AIM OF THE TASK:
Read the data below. Every line holding the string "truck" must be copied.
_ _ _ _ _
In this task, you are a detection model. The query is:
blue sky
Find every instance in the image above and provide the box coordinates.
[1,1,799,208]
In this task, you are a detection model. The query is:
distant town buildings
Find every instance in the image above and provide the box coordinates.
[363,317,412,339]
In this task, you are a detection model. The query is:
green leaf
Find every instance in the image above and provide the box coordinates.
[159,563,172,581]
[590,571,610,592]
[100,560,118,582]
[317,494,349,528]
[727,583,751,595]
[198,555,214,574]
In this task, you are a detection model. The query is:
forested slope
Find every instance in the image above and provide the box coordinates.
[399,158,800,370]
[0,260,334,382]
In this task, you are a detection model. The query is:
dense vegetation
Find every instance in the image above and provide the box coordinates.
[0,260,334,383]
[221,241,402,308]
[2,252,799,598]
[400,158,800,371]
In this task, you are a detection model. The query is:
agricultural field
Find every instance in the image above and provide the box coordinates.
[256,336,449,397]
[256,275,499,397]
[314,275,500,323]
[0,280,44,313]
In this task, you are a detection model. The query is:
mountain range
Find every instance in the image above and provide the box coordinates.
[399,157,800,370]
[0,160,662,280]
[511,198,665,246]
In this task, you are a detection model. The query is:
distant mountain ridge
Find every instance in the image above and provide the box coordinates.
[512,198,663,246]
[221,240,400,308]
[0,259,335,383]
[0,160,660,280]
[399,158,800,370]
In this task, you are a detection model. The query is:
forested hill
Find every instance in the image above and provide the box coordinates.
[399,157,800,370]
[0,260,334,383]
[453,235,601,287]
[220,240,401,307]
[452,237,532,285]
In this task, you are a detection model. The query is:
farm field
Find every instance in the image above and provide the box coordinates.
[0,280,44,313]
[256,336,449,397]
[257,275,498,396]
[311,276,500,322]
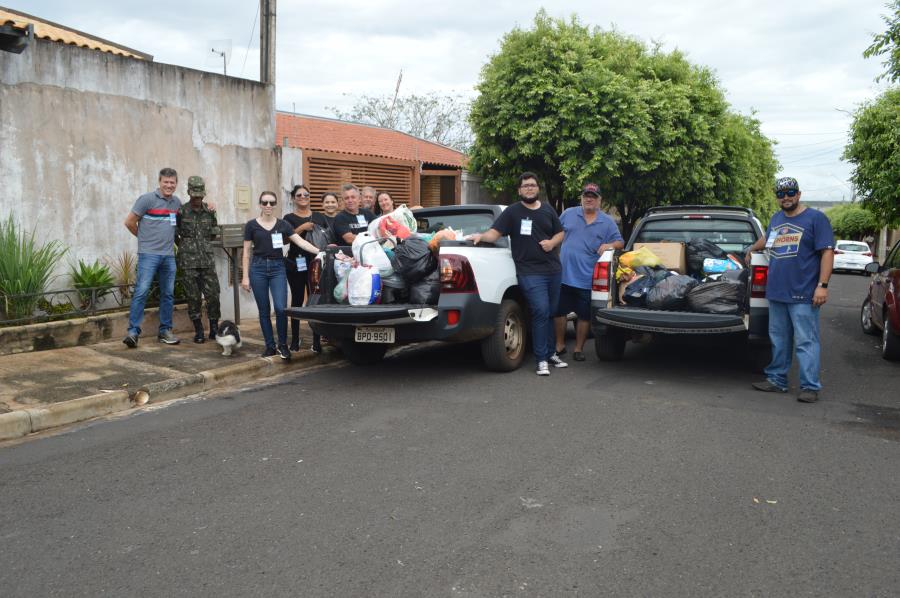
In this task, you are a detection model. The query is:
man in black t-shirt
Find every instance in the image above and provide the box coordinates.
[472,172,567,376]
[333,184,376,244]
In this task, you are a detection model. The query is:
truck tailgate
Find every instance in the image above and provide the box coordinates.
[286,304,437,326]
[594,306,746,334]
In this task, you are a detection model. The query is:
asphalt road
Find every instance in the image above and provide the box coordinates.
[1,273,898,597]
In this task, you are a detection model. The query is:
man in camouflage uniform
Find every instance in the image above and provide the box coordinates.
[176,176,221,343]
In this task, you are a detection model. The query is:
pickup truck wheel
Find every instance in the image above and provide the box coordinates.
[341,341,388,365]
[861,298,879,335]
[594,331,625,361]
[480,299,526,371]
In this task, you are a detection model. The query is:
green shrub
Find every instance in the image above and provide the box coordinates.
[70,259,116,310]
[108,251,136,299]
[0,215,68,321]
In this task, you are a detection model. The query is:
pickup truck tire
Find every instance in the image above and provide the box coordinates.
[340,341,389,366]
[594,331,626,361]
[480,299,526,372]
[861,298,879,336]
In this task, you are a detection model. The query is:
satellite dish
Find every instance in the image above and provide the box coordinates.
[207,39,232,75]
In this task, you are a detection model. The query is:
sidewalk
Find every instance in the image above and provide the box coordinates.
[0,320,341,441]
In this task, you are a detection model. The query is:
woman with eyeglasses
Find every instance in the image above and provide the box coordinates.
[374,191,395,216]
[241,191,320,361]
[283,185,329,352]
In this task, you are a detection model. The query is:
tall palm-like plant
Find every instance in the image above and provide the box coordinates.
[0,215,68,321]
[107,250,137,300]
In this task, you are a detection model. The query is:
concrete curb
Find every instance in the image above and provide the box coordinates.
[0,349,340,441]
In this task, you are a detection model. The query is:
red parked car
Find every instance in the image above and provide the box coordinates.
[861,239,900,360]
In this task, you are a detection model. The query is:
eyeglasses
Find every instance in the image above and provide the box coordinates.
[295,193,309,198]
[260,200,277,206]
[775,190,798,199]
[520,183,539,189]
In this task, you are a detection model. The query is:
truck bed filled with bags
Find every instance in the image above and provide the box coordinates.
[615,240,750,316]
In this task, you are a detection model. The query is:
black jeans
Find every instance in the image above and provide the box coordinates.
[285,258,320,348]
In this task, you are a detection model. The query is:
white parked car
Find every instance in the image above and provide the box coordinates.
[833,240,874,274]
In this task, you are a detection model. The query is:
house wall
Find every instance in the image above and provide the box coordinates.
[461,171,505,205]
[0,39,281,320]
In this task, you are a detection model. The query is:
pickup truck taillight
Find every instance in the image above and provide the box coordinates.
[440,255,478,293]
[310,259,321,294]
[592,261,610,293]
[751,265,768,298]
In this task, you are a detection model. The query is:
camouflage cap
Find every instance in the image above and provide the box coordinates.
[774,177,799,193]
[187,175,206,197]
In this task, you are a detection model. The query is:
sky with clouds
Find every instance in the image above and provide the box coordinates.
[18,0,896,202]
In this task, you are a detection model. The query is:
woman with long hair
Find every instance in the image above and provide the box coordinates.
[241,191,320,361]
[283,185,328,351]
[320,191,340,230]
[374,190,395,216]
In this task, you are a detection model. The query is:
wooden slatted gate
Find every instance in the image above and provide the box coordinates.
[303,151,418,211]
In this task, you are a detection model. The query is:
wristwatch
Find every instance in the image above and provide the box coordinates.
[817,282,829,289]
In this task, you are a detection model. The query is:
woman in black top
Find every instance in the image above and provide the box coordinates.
_ _ _ _ _
RESPONSE:
truck tailgate
pickup truck wheel
pickup truck tire
truck bed filled with bags
pickup truck taillight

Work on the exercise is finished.